* _WHAT YOU ARE ASKED TO DO_
Give every line of the data again, unchanged, but with no pictures.

* _DATASET_
===============

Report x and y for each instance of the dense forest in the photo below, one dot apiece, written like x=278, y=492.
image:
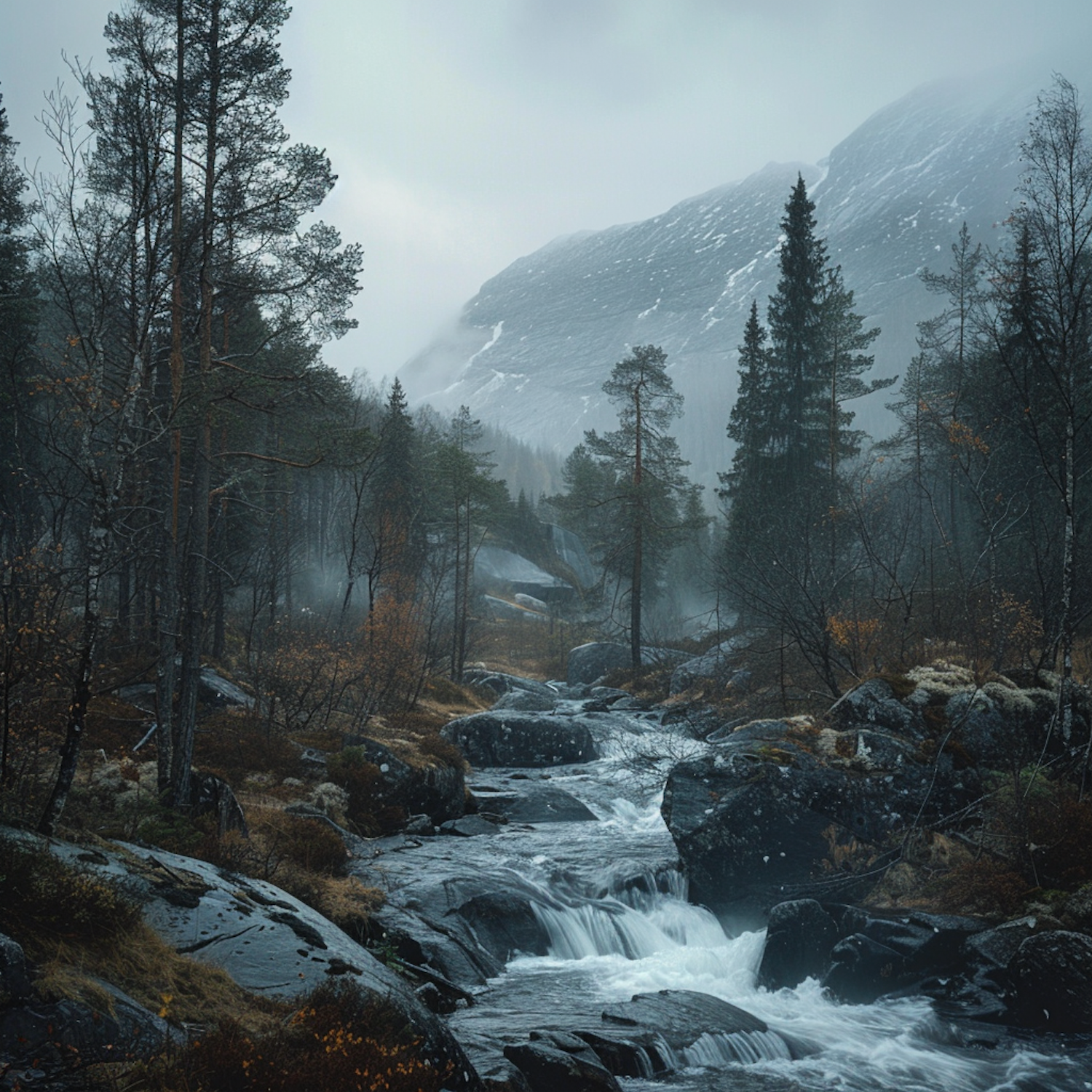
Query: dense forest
x=194, y=505
x=185, y=482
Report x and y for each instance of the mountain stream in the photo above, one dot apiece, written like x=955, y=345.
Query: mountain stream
x=615, y=906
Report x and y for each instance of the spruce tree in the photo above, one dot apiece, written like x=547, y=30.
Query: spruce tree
x=796, y=351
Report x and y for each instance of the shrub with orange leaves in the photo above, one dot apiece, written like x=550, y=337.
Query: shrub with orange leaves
x=339, y=1041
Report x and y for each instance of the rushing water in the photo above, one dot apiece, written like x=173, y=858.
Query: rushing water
x=620, y=924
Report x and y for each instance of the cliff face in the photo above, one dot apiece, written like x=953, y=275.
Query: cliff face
x=532, y=349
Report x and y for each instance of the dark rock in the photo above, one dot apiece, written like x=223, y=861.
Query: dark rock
x=68, y=1034
x=548, y=1068
x=499, y=1075
x=539, y=804
x=502, y=684
x=430, y=996
x=591, y=662
x=641, y=1054
x=419, y=826
x=799, y=941
x=15, y=981
x=261, y=936
x=768, y=817
x=716, y=665
x=1077, y=912
x=521, y=740
x=1052, y=976
x=995, y=948
x=609, y=695
x=683, y=1016
x=526, y=701
x=436, y=791
x=469, y=827
x=863, y=970
x=873, y=705
x=531, y=603
x=212, y=795
x=505, y=925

===============

* _OUTPUT FOR THIS EXERCISE_
Report x and y for each instance of the dense forest in the photo below, one dot apiece, written like x=278, y=492.
image:
Query: dense forest
x=194, y=505
x=185, y=482
Report x and y for each instance of the mountain stream in the photo above, one dot apiece, written like x=955, y=345.
Query: mountain stream
x=615, y=906
Report x and y for each instance of the spruce tree in the photo above, one dot apiece, written like x=547, y=30.
Query: spruce tree
x=796, y=351
Report x and y for each instance of the shrub with orange leaves in the photo above, one dot apiece, written like x=550, y=337.
Query: shrub with orange leaves
x=339, y=1041
Report x and y for each instance of the rushing water in the photo above, one dot apiece, written like x=173, y=858.
Query: rushing water
x=620, y=924
Report x and y for each instance of the cliff face in the photo above, one dot apiece, written like x=953, y=275.
Query: cliff face
x=532, y=349
Report x and y for each instance of the dark rock in the photo above, one dot apiece, written like x=223, y=861.
Query: dark rock
x=68, y=1034
x=548, y=1068
x=499, y=1075
x=539, y=804
x=502, y=684
x=430, y=996
x=591, y=662
x=641, y=1054
x=419, y=826
x=799, y=941
x=15, y=981
x=261, y=936
x=768, y=817
x=716, y=665
x=1077, y=912
x=521, y=740
x=1052, y=976
x=995, y=948
x=609, y=695
x=683, y=1016
x=526, y=701
x=436, y=791
x=469, y=827
x=863, y=970
x=873, y=705
x=531, y=603
x=212, y=795
x=505, y=925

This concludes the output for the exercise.